## INSTRUCTIONS TO FOLLOW
From the records below, extract all the text exactly and leave the images behind.

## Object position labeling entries
==========

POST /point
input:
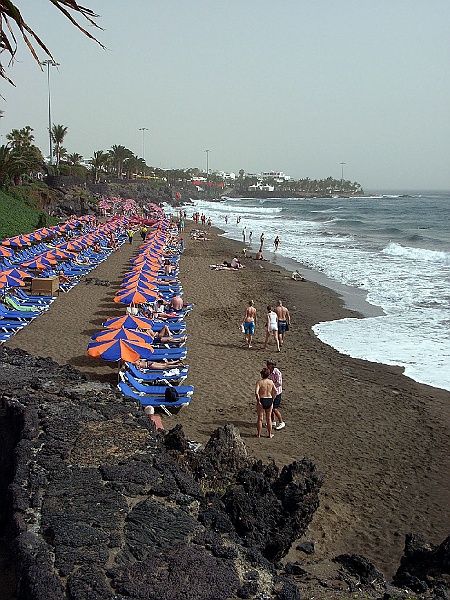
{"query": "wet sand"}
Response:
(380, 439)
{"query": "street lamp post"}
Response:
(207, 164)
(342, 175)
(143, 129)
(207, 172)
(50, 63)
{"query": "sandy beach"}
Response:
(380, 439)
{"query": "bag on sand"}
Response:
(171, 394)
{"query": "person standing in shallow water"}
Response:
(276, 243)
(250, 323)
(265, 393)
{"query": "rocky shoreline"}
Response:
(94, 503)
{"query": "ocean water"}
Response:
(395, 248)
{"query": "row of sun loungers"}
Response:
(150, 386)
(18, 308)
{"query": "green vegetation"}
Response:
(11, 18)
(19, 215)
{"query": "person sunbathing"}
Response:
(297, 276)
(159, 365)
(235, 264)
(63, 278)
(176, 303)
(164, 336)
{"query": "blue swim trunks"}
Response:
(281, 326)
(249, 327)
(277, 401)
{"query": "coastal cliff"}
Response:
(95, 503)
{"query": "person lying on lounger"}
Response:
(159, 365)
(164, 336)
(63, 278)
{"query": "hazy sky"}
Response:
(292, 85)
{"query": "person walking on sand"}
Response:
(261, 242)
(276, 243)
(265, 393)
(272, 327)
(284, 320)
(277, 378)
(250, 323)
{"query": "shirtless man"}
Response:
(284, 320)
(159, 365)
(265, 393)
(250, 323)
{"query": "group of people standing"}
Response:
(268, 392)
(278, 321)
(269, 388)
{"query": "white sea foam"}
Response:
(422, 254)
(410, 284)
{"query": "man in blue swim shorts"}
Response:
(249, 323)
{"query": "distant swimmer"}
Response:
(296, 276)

==========

## EXERCISE ANSWER
POST /point
input:
{"query": "wet sand"}
Response:
(380, 439)
{"query": "street lamp post"}
Response:
(207, 164)
(342, 175)
(143, 129)
(207, 172)
(50, 63)
{"query": "sandy beach"}
Response:
(380, 439)
{"query": "bag on sand"}
Response:
(171, 394)
{"query": "person standing in shallow water"}
Response:
(276, 243)
(250, 323)
(265, 393)
{"query": "rocky shoreline"}
Response:
(94, 503)
{"query": "ocean water"}
Response:
(395, 248)
{"query": "row of sun loungers"}
Response:
(150, 386)
(18, 308)
{"query": "green vegetation"}
Response:
(11, 18)
(19, 215)
{"query": "person sunbathing"}
Response:
(297, 276)
(159, 365)
(235, 264)
(63, 278)
(176, 303)
(164, 336)
{"query": "blue swim trunks"}
Response:
(281, 326)
(249, 327)
(277, 401)
{"query": "coastal cliff"}
Response:
(95, 503)
{"query": "person lying on lounger"}
Response:
(159, 365)
(164, 336)
(63, 278)
{"query": "hazy sky"}
Response:
(292, 85)
{"query": "person walking on sand"}
Response:
(261, 242)
(276, 243)
(265, 393)
(272, 327)
(284, 320)
(277, 378)
(250, 323)
{"query": "shirtless man"}
Response:
(284, 320)
(159, 365)
(265, 393)
(250, 323)
{"query": "group of people standing"}
Response:
(268, 392)
(278, 321)
(269, 388)
{"query": "white sea foam"}
Response:
(422, 254)
(410, 284)
{"query": "man in blue swim shorts"}
Response:
(249, 323)
{"query": "distant swimmer"}
Response:
(296, 276)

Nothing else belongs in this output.